*What you have to do:* Print, exactly as given, each line of the data from the line containing "Target: <item>open plain</item>" up to and including its last line.

*Data provided:*
****

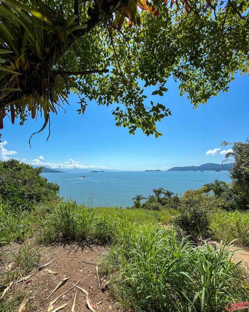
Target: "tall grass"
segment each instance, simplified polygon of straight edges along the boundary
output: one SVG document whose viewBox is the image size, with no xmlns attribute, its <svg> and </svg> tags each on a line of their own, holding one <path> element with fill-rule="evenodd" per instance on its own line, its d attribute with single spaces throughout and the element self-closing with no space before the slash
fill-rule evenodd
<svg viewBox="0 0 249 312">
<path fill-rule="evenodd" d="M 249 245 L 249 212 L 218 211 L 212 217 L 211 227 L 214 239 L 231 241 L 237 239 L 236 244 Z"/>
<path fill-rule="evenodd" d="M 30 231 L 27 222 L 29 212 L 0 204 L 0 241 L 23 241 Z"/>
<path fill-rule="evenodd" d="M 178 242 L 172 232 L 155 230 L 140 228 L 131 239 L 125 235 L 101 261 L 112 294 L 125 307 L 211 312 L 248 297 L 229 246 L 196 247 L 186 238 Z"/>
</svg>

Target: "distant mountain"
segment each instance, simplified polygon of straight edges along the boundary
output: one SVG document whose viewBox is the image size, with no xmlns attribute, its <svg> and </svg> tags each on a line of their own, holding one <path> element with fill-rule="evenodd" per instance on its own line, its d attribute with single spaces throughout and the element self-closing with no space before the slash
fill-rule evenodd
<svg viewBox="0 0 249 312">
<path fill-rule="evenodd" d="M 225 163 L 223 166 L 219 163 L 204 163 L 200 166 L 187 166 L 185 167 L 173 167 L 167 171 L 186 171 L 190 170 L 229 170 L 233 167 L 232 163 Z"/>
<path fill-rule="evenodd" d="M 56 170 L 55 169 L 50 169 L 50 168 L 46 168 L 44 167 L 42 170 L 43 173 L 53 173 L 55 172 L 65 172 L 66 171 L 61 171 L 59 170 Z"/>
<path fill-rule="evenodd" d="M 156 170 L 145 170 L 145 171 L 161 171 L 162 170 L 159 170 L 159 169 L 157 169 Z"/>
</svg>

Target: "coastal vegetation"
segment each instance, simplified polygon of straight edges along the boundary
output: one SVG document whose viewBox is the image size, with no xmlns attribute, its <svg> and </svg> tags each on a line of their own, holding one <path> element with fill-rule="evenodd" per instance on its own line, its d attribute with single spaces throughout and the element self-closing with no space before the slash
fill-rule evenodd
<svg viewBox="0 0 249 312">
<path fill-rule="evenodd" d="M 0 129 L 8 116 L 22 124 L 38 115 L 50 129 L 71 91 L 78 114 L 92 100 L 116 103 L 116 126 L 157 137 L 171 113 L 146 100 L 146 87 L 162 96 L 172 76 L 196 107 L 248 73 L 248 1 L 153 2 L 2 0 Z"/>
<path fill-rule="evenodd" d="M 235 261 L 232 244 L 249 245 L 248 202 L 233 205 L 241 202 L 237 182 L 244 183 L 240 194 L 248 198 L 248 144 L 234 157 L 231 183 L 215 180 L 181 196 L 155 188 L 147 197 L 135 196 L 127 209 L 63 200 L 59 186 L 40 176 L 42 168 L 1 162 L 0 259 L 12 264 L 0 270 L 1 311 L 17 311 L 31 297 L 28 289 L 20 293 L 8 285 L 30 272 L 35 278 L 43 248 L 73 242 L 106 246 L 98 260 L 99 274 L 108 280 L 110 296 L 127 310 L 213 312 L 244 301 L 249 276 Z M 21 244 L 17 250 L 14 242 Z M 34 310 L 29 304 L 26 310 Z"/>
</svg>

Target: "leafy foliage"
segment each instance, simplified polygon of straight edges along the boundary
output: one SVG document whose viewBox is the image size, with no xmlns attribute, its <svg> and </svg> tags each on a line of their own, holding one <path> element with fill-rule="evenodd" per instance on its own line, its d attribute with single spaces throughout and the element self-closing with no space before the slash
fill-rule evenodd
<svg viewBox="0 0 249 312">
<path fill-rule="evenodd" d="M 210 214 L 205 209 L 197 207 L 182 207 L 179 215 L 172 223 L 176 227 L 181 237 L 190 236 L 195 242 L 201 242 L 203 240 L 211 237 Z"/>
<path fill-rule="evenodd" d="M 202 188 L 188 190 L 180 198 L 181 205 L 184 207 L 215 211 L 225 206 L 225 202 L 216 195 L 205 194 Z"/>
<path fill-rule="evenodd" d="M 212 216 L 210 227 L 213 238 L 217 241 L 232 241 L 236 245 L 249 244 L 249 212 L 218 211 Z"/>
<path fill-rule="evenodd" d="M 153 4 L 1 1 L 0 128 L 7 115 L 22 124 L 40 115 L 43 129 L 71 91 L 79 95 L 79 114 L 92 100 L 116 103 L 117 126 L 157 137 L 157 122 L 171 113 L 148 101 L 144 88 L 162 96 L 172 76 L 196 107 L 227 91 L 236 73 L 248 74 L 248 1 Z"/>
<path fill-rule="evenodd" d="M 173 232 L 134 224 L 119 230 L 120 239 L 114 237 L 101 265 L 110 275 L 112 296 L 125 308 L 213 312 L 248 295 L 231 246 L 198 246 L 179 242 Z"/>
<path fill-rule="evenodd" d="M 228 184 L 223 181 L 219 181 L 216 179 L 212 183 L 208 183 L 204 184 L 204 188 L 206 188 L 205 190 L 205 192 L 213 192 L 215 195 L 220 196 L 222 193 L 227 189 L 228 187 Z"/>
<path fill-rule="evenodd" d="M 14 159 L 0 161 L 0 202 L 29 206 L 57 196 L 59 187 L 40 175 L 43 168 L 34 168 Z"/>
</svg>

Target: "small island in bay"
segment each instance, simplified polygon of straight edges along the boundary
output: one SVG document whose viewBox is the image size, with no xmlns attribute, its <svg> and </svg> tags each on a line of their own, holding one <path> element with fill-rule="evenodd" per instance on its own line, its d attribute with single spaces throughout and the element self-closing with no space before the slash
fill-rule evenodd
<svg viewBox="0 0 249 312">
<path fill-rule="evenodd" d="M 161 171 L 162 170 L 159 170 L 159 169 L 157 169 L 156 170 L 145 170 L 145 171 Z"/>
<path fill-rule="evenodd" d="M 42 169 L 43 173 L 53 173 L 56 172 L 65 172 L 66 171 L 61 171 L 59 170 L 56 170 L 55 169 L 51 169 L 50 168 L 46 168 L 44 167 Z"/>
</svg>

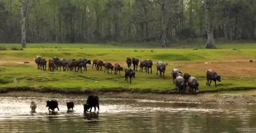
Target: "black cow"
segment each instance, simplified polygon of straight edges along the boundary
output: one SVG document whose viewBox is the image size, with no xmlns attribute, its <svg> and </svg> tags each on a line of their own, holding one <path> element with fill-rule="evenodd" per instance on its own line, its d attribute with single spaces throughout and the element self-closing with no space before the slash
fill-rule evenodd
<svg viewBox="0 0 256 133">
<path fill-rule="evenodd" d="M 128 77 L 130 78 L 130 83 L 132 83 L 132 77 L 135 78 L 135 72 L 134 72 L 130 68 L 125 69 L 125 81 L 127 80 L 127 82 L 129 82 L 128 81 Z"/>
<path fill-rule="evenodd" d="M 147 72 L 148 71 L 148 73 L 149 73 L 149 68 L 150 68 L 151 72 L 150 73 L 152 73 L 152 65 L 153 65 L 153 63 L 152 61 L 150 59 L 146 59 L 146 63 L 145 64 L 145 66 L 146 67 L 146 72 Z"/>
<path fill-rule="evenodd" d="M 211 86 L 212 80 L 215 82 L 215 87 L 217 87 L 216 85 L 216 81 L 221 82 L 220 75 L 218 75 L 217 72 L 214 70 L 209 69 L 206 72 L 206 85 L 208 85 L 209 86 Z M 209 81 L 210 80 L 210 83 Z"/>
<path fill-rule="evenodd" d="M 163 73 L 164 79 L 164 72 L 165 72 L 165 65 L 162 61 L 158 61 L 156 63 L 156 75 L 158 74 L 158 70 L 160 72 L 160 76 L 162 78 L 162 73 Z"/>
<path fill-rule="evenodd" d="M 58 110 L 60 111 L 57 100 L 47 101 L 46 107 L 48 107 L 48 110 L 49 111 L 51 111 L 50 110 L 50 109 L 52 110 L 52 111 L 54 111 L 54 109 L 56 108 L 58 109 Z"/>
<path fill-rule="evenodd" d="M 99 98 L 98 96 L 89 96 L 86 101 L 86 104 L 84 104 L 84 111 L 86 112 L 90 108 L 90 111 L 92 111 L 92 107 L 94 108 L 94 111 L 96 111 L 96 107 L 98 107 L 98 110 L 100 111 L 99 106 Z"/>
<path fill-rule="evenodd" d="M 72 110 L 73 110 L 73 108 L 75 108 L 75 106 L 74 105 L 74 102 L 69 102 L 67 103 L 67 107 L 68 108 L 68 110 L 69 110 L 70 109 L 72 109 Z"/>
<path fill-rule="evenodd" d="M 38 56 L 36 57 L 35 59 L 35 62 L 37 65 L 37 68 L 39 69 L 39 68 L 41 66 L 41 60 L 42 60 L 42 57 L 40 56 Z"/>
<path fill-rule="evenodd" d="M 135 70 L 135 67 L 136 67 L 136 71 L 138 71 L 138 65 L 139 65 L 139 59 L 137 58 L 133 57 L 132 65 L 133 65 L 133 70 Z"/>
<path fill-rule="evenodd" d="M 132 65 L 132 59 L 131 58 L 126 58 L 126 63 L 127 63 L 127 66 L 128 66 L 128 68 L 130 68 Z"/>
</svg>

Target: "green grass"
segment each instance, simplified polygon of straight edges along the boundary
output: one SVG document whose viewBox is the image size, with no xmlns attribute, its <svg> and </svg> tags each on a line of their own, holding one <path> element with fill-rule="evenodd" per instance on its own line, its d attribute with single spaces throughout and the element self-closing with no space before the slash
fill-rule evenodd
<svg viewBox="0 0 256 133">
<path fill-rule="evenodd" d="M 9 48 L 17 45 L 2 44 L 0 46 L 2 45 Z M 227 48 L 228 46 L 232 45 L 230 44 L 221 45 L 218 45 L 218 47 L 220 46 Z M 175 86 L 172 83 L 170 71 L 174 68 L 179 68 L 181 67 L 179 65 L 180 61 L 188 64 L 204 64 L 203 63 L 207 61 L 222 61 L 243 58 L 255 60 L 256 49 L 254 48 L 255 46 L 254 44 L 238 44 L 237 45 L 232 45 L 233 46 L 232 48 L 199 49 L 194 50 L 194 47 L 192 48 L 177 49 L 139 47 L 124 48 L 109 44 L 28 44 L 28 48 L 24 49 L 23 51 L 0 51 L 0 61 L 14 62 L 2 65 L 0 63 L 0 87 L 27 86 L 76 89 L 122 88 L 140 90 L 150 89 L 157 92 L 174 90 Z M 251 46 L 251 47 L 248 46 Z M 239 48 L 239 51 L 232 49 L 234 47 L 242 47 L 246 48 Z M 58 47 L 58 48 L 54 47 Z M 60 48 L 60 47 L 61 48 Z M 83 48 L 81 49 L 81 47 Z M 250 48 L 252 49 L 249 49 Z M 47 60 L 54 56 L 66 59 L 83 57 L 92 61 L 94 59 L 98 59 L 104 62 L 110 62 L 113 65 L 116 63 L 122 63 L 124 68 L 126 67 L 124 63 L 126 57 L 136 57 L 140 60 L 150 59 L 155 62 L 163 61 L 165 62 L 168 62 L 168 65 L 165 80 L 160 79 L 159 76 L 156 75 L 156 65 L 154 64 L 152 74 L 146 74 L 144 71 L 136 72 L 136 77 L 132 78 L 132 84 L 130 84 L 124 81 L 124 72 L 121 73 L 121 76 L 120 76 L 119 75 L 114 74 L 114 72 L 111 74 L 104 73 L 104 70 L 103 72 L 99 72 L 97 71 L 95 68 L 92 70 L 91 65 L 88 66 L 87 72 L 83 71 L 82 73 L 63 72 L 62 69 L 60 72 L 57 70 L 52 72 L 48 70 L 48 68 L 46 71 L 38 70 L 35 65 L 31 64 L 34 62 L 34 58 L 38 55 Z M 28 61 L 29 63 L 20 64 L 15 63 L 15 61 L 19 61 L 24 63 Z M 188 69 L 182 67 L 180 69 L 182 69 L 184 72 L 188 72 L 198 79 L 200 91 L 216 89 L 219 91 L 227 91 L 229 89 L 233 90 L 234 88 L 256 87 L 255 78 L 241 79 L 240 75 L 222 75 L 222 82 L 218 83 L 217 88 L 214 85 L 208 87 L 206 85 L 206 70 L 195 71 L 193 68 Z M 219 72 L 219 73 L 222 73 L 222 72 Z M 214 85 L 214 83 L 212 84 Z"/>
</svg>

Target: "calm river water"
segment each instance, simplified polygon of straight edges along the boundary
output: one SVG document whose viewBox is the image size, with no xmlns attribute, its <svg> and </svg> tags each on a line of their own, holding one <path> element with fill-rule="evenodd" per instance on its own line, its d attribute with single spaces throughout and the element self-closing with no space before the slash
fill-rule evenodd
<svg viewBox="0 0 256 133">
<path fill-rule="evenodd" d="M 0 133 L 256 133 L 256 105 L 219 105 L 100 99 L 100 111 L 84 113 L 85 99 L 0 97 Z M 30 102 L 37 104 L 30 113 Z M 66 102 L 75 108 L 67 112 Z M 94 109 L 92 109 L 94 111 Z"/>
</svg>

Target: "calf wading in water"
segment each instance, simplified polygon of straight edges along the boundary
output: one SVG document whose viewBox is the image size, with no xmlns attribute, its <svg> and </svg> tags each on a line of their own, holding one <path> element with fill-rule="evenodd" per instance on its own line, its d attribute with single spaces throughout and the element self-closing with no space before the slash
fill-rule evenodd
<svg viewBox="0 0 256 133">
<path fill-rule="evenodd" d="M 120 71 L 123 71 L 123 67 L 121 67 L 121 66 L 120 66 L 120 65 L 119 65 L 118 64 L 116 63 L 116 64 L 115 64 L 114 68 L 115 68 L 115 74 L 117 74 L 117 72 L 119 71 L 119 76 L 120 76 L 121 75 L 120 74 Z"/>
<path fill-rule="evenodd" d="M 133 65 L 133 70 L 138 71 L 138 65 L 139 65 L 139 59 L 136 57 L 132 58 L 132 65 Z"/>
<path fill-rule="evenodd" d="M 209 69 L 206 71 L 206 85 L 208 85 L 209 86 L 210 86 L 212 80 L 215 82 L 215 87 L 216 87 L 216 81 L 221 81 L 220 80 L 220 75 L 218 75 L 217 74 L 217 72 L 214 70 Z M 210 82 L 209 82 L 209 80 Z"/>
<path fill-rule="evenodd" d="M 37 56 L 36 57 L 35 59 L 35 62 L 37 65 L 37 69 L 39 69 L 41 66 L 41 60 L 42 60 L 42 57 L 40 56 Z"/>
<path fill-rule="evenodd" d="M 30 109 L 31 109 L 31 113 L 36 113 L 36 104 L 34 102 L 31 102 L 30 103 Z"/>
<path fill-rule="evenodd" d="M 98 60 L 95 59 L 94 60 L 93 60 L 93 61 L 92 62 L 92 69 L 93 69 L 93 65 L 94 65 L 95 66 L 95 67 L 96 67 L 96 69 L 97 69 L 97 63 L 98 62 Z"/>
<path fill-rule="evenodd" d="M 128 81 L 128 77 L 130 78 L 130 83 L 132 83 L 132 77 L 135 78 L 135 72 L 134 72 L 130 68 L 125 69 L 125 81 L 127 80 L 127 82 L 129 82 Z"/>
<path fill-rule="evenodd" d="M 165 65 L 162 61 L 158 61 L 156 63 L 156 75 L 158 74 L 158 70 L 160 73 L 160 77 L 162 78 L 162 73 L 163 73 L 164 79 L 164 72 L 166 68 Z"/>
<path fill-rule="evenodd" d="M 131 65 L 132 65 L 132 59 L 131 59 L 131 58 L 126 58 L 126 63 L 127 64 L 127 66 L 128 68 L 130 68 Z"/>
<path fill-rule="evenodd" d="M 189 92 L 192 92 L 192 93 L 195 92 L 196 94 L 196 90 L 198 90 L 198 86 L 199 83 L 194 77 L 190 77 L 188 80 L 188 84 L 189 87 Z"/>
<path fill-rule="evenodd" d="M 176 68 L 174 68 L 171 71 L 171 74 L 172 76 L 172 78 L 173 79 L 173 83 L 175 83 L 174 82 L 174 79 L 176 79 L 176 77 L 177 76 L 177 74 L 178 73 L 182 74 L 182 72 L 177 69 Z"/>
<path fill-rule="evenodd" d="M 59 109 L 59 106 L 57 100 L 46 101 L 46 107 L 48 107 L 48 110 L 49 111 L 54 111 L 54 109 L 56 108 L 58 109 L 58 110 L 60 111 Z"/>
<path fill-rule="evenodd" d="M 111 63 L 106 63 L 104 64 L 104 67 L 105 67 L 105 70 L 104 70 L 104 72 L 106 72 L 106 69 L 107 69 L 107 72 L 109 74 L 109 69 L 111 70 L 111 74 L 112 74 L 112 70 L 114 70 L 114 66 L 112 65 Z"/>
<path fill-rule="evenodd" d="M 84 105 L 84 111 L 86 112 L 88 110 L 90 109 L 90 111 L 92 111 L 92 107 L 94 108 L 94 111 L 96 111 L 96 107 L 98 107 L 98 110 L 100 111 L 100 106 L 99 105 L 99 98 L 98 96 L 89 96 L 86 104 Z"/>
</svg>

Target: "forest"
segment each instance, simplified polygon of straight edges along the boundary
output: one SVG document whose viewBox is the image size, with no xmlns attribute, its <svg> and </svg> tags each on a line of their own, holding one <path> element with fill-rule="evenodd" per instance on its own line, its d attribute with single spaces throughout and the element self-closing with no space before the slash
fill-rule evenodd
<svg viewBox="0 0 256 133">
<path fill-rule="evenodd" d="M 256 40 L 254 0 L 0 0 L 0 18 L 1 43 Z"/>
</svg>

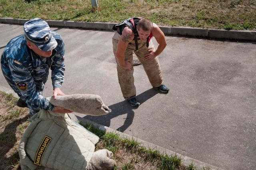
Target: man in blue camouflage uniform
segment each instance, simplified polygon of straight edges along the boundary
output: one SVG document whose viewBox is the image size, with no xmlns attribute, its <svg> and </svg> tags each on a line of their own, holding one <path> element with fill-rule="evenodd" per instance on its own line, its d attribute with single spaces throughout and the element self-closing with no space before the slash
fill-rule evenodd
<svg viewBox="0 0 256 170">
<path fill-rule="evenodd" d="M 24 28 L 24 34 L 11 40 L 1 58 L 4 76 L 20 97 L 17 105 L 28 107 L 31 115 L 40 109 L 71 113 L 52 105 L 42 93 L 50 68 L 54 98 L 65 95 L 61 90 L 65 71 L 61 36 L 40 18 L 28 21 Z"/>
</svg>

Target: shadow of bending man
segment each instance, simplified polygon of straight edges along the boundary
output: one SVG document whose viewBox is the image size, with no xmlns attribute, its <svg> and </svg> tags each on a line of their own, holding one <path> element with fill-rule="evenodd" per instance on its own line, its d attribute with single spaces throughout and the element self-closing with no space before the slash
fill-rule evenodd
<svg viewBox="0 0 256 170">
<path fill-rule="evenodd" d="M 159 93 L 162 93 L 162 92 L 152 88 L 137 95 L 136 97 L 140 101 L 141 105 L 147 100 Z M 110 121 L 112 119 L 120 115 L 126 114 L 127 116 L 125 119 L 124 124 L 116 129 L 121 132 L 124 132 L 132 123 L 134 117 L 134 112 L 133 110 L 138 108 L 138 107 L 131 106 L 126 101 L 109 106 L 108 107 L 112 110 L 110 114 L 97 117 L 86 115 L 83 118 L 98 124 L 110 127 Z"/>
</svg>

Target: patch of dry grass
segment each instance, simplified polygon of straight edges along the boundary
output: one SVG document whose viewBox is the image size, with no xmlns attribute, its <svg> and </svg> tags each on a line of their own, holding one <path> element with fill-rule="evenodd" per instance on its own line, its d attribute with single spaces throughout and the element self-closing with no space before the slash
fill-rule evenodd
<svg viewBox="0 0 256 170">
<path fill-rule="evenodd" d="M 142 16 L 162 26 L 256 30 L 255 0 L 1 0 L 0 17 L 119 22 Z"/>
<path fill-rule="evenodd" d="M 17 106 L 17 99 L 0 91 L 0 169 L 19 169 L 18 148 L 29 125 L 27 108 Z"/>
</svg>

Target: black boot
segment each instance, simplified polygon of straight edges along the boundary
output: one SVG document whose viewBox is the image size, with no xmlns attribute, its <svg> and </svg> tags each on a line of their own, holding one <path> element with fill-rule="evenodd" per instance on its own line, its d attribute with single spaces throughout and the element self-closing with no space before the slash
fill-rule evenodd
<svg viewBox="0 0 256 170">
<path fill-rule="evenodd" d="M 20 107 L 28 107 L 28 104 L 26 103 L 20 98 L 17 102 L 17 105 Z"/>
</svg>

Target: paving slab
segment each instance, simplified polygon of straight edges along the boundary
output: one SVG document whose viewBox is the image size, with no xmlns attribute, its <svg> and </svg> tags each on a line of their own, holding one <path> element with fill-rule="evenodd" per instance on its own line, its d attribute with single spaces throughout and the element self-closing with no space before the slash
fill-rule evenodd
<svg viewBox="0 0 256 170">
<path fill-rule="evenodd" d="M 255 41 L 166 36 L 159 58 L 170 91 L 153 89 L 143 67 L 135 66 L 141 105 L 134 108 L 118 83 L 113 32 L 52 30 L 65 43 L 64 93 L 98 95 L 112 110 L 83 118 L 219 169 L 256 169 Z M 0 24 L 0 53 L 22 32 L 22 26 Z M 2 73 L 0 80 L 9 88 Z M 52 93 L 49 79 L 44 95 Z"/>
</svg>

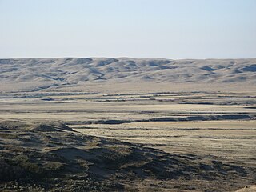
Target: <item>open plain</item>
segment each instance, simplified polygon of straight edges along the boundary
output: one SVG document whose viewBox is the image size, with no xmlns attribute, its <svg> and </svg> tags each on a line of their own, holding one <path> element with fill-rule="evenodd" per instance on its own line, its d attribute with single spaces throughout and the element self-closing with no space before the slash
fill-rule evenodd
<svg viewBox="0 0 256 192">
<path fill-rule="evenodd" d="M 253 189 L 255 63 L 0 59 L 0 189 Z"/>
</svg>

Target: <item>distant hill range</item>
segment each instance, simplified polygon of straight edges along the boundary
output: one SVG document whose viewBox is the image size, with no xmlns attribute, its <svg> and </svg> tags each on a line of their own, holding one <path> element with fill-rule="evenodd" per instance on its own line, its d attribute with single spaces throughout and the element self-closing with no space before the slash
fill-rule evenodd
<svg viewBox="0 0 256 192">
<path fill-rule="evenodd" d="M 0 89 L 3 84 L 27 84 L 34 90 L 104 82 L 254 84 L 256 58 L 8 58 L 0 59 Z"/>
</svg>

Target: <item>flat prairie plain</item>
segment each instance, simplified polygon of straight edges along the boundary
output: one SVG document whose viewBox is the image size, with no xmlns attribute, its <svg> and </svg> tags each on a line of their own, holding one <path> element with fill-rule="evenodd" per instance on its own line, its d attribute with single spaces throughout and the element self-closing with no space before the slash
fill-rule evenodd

****

*Answer to this exercise:*
Target: <item>open plain</item>
segment each instance, simplified polygon of straight edges along the boundary
output: one SVG document whose viewBox is the image size, with no xmlns attribute, its <svg> and </svg> tags each on a line of their own, holding one <path> element with fill-rule="evenodd" per instance on its own line, its d attribute with single spaces throughout and the element self-closing with no space before the slash
fill-rule evenodd
<svg viewBox="0 0 256 192">
<path fill-rule="evenodd" d="M 253 189 L 255 63 L 0 59 L 0 189 Z"/>
</svg>

Target: <item>distant hill range</item>
segment each instance, simplified polygon of straight edges along the boundary
output: one SVG document whose viewBox is the image size, with no xmlns attribute, its <svg> and </svg> tags each on a line of their own, holding one <path> element with fill-rule="evenodd" per instance on its own line, its d attribute with single spaces throughout and the element self-closing with no space before the slash
fill-rule evenodd
<svg viewBox="0 0 256 192">
<path fill-rule="evenodd" d="M 0 89 L 3 84 L 27 84 L 34 90 L 104 82 L 254 84 L 256 58 L 8 58 L 0 59 Z"/>
</svg>

Target: <item>flat prairie plain</item>
segment each instance, simplified polygon of straight edges along the boundary
output: one SVG document whose viewBox is the image size, with no xmlns attribute, its <svg> and </svg> tags each on a line of their own, holding one <path> element with fill-rule="evenodd" per instance on its own line, its d attribute with single spaces throughout and the element self-closing with no space before the slash
fill-rule evenodd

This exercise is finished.